Extract to read
Location: Durham Convention Center in beautiful Downtown Durham!

Dates: May 29-June 1, 2025

Hosted by Duke University

Organizing Team: Aarthi Vadde, Sarah Quesada, Janice Ho, Barbara Halla, and Yeonwoo Koo

CFP deadline has passed. We are no longer accepting submissions. Thank you to all who submitted!

To sign up for the SNS mailing list:

  1. Go to https://groups.google.com 
  2. In the search bar at the top of the page, select “All groups & messages” and search for Society of Novel Studies
  3. Click on the arrow/door icon at the right side of the webpage to request to join.

The 2025 conference theme—NOVEL LANGUAGES— connects our disciplinary expertise in various linguistic traditions of the novel to the broader topic of language itself.  Nothing is more foundational to human experience and collective identity than language.  Yet how people think about language, talk about language, and participate in our respective language communities is in flux due to the challenges and opportunities posed by nonhuman others. Novelists, artists, and philosophers, engaged in the fight against anthropogenic climate change, have questioned whether human-centered understandings of language have obscured our connections to other species and damaged our ability to see ourselves as part of earth’s systems.  They have drawn inspiration from scientific studies of plant and animal networks of communication to reconceive of human language for what ecologist David Abram calls a “more-than-human” world.  In turn, novelists have joined technologists in vigorously debating the role of large language models and Generative AI in the creative process raising questions about what, if any, role data-driven language technologies should play in the composition or translation of literary works.

Entries provided
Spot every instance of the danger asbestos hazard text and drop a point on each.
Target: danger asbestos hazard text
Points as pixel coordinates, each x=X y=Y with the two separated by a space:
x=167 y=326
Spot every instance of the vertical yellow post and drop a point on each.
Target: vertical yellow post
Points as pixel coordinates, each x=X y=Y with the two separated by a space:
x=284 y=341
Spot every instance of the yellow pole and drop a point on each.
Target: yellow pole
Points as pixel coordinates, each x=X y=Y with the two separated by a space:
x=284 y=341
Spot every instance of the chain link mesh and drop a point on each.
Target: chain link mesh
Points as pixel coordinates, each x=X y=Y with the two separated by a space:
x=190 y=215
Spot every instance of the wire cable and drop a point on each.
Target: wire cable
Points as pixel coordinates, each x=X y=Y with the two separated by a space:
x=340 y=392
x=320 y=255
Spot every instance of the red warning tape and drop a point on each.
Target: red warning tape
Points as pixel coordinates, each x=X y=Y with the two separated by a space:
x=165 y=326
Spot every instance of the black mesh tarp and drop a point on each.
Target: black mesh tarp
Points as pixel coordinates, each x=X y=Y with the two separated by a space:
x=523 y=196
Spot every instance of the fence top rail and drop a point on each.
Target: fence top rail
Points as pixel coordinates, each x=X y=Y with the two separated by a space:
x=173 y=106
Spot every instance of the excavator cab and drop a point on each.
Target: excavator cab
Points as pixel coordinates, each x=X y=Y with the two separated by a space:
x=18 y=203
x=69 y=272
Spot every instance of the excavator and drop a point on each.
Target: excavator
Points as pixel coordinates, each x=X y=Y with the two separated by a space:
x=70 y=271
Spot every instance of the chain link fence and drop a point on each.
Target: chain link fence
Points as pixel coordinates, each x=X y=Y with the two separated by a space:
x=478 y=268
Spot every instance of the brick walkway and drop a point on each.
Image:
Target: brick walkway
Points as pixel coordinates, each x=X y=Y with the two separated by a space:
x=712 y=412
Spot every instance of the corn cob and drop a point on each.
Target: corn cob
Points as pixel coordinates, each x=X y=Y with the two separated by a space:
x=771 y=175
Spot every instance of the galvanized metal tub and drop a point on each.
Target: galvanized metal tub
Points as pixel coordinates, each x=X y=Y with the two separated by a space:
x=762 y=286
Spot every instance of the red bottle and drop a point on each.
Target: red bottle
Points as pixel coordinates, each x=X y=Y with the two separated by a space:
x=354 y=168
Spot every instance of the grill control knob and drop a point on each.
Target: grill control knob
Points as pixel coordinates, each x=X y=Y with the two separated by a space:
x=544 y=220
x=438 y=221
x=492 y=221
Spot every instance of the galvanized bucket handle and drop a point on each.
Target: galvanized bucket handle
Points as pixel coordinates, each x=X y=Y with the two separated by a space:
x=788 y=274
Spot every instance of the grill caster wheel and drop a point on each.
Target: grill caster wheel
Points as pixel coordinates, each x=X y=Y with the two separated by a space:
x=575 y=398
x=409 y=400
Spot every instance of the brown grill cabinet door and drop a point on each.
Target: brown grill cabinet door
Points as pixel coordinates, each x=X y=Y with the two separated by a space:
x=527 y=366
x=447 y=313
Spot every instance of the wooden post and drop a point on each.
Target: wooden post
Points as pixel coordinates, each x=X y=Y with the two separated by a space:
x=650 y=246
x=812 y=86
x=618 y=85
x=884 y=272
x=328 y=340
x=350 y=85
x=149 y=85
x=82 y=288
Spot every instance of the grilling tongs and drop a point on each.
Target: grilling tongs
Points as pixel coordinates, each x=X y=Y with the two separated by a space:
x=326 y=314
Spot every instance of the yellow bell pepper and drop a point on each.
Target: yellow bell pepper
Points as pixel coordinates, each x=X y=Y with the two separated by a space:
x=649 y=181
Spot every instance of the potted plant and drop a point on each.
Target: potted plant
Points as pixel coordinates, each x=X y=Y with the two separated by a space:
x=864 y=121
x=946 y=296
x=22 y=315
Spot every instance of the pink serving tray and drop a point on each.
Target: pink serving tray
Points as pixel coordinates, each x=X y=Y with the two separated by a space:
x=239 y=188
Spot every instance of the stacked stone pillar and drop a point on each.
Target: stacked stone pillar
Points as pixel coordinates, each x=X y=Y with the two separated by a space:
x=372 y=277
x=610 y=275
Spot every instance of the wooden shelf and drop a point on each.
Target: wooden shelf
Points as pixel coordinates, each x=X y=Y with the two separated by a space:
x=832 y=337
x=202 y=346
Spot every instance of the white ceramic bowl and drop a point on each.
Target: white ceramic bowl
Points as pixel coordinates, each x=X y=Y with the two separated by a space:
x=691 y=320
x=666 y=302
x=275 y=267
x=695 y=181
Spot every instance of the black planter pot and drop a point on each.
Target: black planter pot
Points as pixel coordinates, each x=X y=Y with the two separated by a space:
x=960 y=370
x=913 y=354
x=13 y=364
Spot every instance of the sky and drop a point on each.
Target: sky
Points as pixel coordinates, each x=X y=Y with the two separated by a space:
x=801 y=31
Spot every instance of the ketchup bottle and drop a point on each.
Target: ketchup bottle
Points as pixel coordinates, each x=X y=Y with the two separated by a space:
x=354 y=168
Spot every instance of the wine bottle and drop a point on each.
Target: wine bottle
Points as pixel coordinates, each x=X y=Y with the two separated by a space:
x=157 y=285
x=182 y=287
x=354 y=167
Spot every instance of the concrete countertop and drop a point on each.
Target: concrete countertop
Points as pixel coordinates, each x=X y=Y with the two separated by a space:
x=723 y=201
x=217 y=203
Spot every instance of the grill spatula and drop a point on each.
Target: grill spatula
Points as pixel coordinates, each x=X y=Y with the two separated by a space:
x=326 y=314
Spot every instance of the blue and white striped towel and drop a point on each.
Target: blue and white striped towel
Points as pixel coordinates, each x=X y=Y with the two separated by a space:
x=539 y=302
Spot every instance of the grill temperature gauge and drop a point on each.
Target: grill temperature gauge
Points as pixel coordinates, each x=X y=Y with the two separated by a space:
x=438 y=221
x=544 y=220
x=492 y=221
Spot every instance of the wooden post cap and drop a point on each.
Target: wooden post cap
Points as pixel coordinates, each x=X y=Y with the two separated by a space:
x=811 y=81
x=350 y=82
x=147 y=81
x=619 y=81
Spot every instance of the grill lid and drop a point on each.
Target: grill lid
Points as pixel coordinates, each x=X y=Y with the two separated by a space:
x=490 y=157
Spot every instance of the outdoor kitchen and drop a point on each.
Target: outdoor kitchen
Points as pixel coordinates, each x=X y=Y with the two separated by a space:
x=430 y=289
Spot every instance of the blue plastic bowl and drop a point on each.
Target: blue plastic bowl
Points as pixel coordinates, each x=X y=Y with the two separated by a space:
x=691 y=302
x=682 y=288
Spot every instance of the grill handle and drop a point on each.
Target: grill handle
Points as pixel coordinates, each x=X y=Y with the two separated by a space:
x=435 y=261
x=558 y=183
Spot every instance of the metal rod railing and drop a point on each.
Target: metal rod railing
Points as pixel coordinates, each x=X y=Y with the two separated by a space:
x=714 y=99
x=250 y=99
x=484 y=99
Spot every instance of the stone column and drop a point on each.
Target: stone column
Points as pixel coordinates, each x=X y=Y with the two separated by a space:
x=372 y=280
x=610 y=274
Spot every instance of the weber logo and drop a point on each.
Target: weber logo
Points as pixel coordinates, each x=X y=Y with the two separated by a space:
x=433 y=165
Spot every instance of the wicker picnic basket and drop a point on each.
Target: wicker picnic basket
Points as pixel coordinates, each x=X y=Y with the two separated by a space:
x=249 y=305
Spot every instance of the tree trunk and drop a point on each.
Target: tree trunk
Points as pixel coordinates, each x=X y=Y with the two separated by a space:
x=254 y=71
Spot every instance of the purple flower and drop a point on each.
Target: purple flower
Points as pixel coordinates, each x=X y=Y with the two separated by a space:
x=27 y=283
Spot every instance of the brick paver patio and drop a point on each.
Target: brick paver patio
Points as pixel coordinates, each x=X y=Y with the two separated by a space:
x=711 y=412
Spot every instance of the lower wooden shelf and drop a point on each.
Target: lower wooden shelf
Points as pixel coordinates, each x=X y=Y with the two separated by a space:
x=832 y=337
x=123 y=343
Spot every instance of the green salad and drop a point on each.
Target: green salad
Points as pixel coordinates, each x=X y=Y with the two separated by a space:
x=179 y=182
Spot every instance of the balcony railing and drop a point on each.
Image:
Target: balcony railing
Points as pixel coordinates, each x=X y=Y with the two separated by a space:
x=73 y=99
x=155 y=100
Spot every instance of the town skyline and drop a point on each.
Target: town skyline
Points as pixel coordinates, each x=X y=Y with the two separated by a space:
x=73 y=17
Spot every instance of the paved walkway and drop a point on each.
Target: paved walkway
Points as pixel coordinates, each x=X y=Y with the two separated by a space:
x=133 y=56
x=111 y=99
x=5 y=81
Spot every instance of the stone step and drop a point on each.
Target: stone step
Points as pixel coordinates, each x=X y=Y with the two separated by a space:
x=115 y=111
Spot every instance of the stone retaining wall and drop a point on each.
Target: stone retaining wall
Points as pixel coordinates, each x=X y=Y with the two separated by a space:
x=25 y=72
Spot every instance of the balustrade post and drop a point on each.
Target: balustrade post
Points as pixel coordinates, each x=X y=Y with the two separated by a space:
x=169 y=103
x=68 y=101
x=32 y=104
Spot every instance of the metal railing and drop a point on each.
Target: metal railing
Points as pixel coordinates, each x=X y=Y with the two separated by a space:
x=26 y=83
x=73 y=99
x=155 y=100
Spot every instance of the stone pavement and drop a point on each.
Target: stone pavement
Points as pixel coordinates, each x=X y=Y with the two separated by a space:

Job
In the conference announcement, which phrase attributed to ecologist David Abram describes the world for which human language is being reconceived?

Reply to the task
A "more-than-human" world.